| 서술형 문제 |
아래의 모든 행을 한 글자도 바꾸지 말고 옮겨 적어 주세요. 그림은 답에 넣지 않습니다.

--- 자료 ---

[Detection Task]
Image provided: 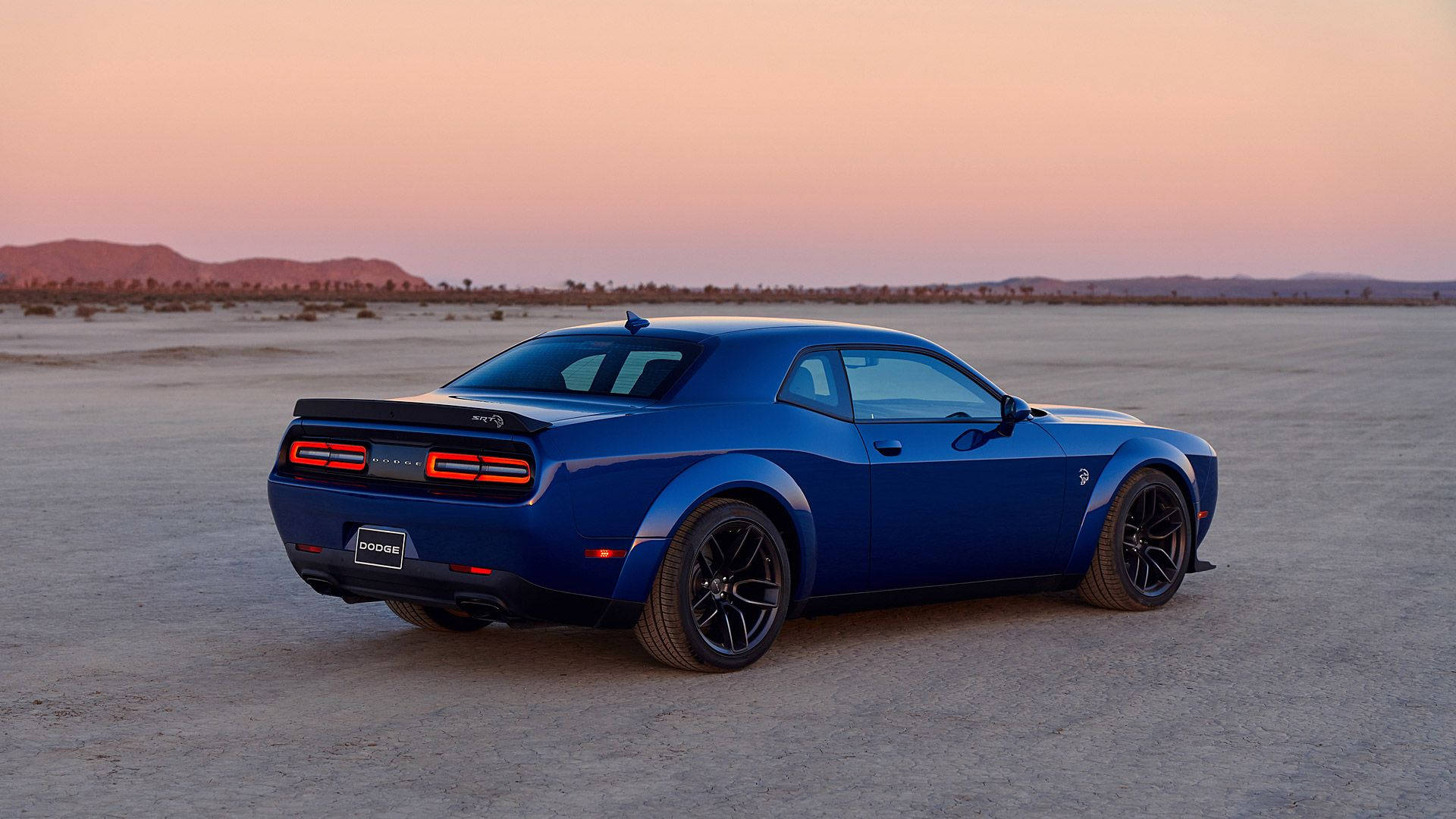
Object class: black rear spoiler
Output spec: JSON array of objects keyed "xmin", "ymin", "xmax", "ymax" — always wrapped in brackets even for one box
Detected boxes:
[{"xmin": 293, "ymin": 398, "xmax": 551, "ymax": 435}]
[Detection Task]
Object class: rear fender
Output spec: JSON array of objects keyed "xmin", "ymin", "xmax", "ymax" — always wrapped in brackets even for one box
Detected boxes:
[
  {"xmin": 1065, "ymin": 438, "xmax": 1198, "ymax": 576},
  {"xmin": 611, "ymin": 452, "xmax": 817, "ymax": 602}
]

---

| 문제 풀이 |
[Detection Task]
Image provided: 
Object class: black rear spoiler
Output spec: JSON array of objects keyed "xmin", "ymin", "xmax", "ymax" — always wrapped in brackets even for one box
Detected boxes:
[{"xmin": 293, "ymin": 398, "xmax": 551, "ymax": 435}]
[Detection Task]
Object class: rear fender
Output spec: JSON array of objects keyed "xmin", "ymin", "xmax", "ymax" — always wrapped in brackets even for one box
Detected boxes:
[
  {"xmin": 1065, "ymin": 438, "xmax": 1198, "ymax": 576},
  {"xmin": 611, "ymin": 452, "xmax": 817, "ymax": 602}
]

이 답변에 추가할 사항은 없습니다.